### WHAT NEEDS TO BE DONE
Find the line that contains "Target: girl's open mouth". Then set down that line and all the lines after it, to the end of the records, exactly and with nothing added.
════════════════════
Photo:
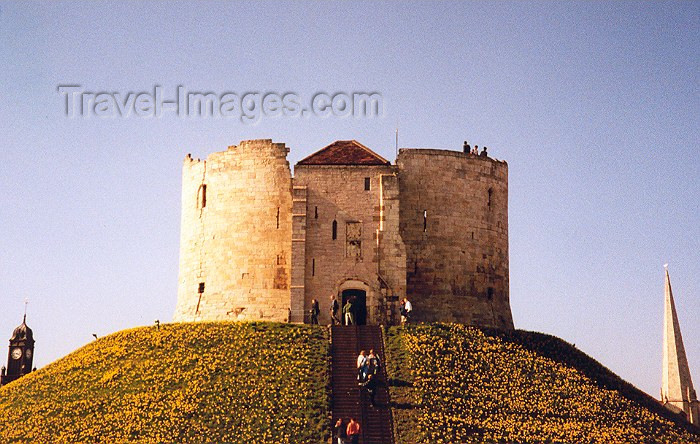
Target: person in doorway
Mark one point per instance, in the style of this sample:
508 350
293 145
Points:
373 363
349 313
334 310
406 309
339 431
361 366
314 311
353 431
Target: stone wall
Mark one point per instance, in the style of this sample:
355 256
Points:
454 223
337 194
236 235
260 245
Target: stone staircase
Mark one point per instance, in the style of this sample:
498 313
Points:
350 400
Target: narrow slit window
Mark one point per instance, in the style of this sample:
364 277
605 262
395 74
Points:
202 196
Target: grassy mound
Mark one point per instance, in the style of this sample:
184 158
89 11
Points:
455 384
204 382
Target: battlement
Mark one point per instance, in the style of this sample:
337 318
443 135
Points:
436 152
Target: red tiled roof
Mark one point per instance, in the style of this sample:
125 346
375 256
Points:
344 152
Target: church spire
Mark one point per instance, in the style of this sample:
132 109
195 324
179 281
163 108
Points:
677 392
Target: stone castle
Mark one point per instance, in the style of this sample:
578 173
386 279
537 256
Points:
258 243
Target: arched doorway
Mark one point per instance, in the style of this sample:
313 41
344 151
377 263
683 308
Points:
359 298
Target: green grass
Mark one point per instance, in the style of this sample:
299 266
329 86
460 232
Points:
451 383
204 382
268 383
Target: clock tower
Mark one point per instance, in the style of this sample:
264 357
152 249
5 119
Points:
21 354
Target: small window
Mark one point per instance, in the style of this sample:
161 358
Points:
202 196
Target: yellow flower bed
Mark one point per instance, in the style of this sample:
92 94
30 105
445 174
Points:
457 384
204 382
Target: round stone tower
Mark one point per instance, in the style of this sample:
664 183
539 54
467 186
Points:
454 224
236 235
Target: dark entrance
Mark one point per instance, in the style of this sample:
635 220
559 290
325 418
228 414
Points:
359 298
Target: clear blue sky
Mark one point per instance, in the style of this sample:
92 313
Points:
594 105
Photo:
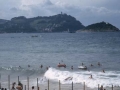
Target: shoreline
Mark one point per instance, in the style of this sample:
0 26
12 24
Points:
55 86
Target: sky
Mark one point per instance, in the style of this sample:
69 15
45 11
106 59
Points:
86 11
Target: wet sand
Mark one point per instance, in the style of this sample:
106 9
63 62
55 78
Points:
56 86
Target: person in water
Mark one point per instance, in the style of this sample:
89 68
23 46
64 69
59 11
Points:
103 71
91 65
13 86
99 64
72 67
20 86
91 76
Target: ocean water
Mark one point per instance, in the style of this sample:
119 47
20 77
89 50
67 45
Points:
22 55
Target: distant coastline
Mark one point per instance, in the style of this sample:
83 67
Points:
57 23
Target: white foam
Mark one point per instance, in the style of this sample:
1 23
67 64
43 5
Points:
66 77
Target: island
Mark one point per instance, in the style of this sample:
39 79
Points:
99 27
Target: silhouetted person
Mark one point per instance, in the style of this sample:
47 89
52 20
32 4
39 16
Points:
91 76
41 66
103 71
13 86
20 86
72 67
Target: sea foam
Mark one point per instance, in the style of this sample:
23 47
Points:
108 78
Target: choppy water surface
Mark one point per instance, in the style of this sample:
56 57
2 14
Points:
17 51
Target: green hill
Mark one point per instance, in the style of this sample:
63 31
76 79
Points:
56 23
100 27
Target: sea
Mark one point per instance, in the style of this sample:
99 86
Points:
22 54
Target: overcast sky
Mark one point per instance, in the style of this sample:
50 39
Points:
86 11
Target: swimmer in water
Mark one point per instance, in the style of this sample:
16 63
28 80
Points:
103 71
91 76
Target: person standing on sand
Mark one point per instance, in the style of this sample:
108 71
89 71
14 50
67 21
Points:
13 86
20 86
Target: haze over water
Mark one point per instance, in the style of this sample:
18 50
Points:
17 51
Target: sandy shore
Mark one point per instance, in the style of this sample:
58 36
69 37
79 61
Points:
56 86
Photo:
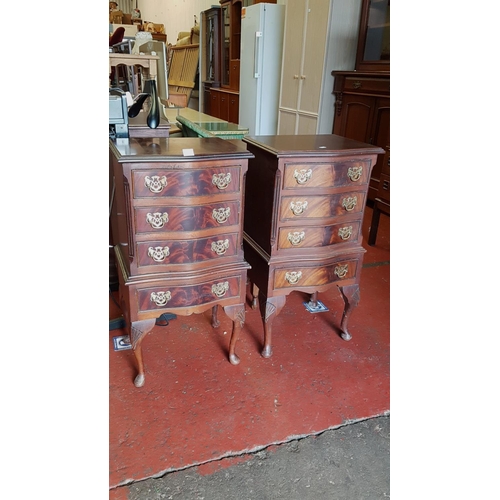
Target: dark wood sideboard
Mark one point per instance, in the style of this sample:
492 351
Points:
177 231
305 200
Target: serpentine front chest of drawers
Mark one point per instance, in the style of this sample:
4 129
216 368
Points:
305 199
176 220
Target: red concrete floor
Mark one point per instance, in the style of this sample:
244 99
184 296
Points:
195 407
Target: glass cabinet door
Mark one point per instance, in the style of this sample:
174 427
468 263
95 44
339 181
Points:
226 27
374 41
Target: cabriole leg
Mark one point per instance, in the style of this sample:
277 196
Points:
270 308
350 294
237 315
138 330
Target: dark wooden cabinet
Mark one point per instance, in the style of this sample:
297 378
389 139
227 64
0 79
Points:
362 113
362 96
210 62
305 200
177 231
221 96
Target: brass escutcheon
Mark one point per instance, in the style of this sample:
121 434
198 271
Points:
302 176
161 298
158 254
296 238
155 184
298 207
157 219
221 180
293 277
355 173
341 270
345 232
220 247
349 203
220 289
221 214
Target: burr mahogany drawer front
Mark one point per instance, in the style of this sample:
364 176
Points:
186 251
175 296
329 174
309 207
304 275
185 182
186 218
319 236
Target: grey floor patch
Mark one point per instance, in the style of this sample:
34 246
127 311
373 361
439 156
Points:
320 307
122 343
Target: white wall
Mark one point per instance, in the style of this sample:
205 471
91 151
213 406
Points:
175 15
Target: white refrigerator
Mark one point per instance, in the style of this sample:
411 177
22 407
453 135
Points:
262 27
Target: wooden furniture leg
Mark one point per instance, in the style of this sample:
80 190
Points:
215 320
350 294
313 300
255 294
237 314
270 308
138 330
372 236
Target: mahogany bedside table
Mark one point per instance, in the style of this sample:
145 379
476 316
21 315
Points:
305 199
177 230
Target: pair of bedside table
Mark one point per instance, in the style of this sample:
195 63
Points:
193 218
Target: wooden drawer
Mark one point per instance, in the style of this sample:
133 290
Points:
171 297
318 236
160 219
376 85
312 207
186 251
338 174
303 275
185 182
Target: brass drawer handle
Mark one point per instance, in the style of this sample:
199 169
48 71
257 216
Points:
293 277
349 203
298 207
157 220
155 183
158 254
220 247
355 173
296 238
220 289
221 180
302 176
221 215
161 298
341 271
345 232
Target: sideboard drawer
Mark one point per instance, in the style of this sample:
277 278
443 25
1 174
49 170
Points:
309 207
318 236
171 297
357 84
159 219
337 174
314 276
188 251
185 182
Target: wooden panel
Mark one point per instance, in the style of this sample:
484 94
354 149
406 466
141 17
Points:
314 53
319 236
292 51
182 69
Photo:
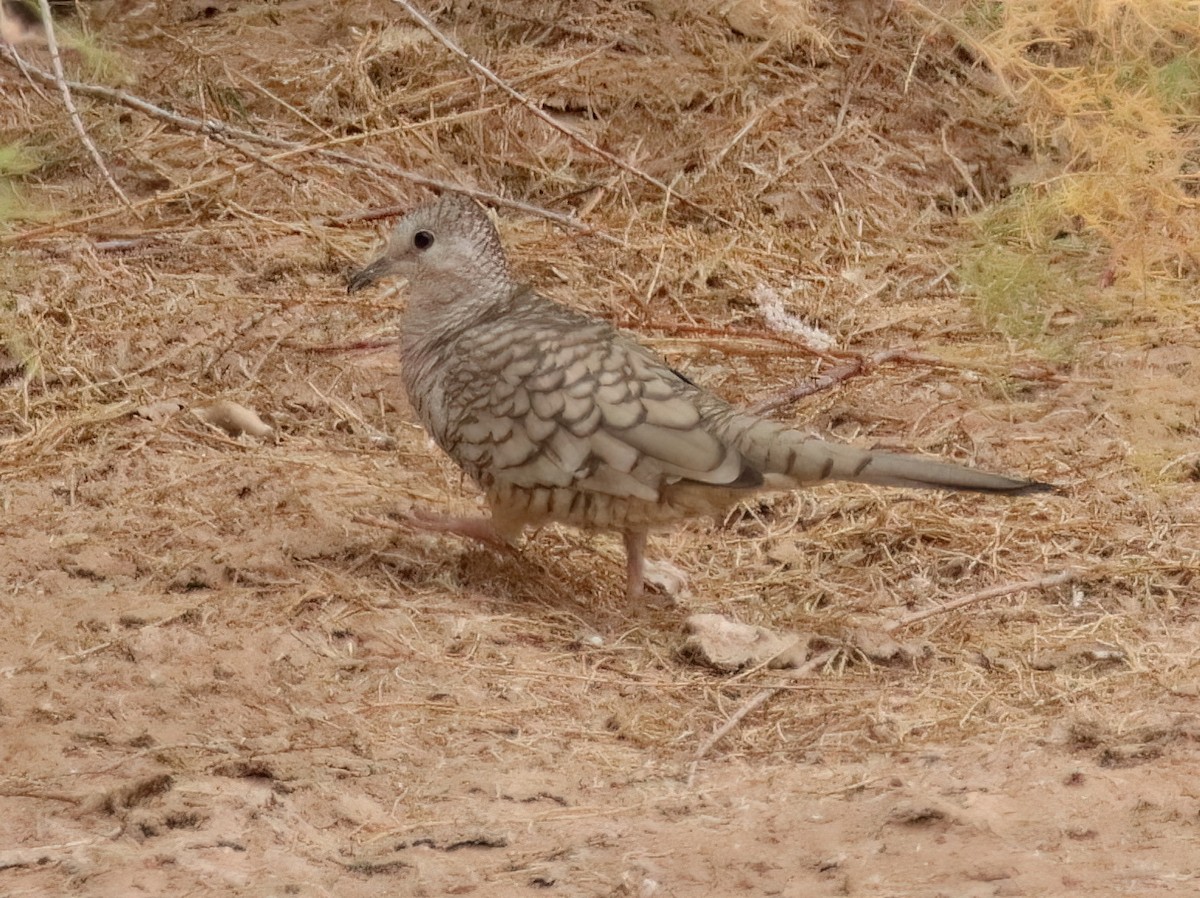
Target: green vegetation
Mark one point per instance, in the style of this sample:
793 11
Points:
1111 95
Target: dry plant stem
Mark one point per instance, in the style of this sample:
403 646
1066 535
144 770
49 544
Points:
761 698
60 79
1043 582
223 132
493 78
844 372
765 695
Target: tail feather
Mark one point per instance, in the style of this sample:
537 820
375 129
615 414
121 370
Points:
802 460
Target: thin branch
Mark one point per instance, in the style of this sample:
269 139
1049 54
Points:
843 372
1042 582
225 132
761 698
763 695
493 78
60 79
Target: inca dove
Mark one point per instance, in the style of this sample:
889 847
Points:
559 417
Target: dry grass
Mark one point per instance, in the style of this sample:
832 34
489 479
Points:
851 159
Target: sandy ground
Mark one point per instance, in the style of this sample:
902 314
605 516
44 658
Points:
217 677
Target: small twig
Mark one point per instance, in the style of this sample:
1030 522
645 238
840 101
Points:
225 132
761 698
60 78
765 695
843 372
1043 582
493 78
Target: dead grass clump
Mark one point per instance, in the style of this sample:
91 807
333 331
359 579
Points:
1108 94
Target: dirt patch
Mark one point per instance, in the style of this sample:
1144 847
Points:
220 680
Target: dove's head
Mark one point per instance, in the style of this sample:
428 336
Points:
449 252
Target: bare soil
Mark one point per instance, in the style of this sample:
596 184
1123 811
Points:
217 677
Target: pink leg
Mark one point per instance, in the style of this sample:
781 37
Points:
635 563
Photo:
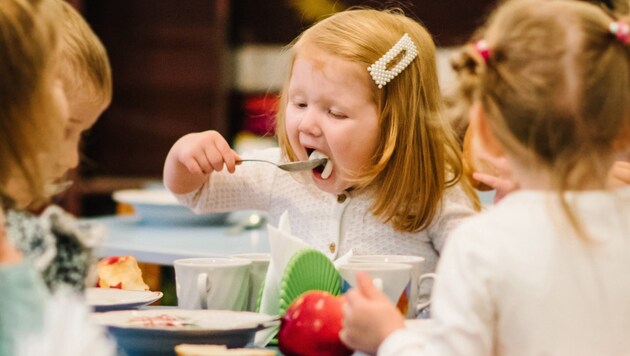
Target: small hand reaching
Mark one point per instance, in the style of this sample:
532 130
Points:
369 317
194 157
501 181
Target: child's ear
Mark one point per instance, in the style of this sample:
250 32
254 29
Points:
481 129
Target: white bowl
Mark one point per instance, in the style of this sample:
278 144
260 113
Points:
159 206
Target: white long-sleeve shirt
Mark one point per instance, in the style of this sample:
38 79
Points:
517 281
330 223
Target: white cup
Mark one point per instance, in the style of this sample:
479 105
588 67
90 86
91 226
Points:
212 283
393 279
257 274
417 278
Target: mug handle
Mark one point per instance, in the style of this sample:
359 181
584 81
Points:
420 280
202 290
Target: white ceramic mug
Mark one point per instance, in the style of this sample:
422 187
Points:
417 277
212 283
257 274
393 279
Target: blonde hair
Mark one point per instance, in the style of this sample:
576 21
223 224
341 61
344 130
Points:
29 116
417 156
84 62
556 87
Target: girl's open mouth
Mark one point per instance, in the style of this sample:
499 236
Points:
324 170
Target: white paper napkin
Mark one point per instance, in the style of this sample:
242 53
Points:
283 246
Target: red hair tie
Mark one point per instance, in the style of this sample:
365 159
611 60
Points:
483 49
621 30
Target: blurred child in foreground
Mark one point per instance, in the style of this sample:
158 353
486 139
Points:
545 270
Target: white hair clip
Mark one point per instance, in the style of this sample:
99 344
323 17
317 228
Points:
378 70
════════════════════
### IN RESPONSE
Target: girl's open mouth
Mark one point per instance, in the style of this sample:
499 236
Points:
324 170
Target: white paper napkin
Mark one point per instance, in the style of this sample:
242 53
Points:
283 246
Target: red hair tie
Mark one point per instance, in the style of this sample:
365 159
611 60
Points:
483 49
621 30
Target: blurred child in foreground
Mark one point per instance, in the style of this sample:
158 353
486 139
Points:
545 270
Target: white hair clip
Mark one point per instance, in the style of this sample:
99 344
323 17
317 228
Points:
378 70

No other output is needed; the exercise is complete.